- INSTRUCTIONS FOR THE TASK:
Retype all of the data that follows, line for line.
"""
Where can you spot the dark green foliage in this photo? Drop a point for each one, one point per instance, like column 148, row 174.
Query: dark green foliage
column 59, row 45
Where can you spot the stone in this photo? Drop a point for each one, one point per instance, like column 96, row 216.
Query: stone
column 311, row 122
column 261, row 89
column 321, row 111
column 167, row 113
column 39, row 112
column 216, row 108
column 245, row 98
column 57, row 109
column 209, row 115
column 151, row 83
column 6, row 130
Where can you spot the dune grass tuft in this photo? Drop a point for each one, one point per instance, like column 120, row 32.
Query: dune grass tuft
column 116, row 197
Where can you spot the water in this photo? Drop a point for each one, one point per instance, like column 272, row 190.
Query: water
"""
- EXPECTED ANSWER:
Where can you spot the dark green foliage in this photo? Drop a point for each one, one point per instance, like column 148, row 174.
Query: dark green foliage
column 59, row 45
Where can you spot the stone in this photo? Drop a point for each one, one point per instance, like column 96, row 216.
Query: stone
column 311, row 122
column 261, row 89
column 321, row 111
column 167, row 113
column 39, row 112
column 216, row 108
column 245, row 98
column 57, row 109
column 209, row 115
column 151, row 83
column 6, row 130
Where can you spot the dune grass tuft in this photo? Drop a point for each one, one point per instance, like column 120, row 32.
Query: dune grass tuft
column 116, row 197
Where can you spot the water in this photo? Drop a point for each one, one point per instance, like column 272, row 190.
Query: water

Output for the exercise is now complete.